* **본문 발췌**:

++++++++

"Explainability methods for Graph Convolutional Neural Networks" 논문 리뷰

Mini's Place·2022년 2월 13일

Abstract

GCNN(Graph Convolutional Neural Networks)의 성장에 따라 이에 대한 설명 가능여부도 중요해짐.
GCNNs를 위한 여러 Explainability Method에 대해 소개하고자 함
- Contrastive gradient-bbased saliency maps(CG)
- Class Activation Mapping(CAM)
- Excitation Backpropagation(EB)
  - Grad-CAM(Gradient-weighted CAM)
  - c-EB(Contrastic EB)
3 desirable Properties
- Their Importance to classification measured by the impact of occlustions (중요성)
- Their contrastivity with respect to different classes (다른 Class에 관한 대비)
- Their sparseness on a graph (희소성)
Evaluation metrics
- Fidelity (충실도)
- Contrastivity (대립성)
- Spasity (희소성)

Deep CNNs의 등장에 따라 Computer Vision 분야는 엄청난 발전을 하고 있다.
이와 동시에 CNN으로부터 나온 결정에 대한 Explainability, Interpretability가 가려지고 있었음.

→ CNN의 내부에 대한 연구가 활발하게 이루어지고 있다
However, Deep CNNs는 grid structured data(좌표계)에 맞게 디자인되어 있다.
그렇다면 Graph-structured data는? → Convolution operation을 Graph로 확장하여 CNN을 일반화시킬수 있음.

++++++++

* **자료**:
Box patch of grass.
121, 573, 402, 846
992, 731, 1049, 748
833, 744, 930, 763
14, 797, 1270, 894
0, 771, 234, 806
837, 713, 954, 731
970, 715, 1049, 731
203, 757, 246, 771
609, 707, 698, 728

++++++++

* **과제 안내**:
A) 본문에서 "GCNNs를 위한 여러"로 시작해 "a graph (희소성)"로 끝나는 부분을 그대로 인용하세요.
B) 다음 세 문장이 본문 내용과 맞는지 각각 예나 아니요로 답하고, 판단 근거가 되는 본문 구절을 그대로 따옴표로 옮기세요. (i) Deep CNN은 grid structured data에 맞게 디자인되어 있다. (ii) Convolution operation을 Graph로 확장해도 CNN을 일반화할 수는 없다. (iii) 바람직한 성질 가운데 하나로 그래프에서의 희소성이 꼽힌다.
이 자료는 풀이에 쓰이지 않습니다.

* **과제별 답**:
A)
GCNNs를 위한 여러 Explainability Method에 대해 소개하고자 함
- Contrastive gradient-bbased saliency maps(CG)
- Class Activation Mapping(CAM)
- Excitation Backpropagation(EB)
  - Grad-CAM(Gradient-weighted CAM)
  - c-EB(Contrastic EB)
3 desirable Properties
- Their Importance to classification measured by the impact of occlustions (중요성)
- Their contrastivity with respect to different classes (다른 Class에 관한 대비)
- Their sparseness on a graph (희소성)

B)
(i) 예: "However, Deep CNNs는 grid structured data(좌표계)에 맞게 디자인되어 있다."
(ii) 아니요: "Convolution operation을 Graph로 확장하여 CNN을 일반화시킬수 있음."
(iii) 예: "Their sparseness on a graph (희소성)"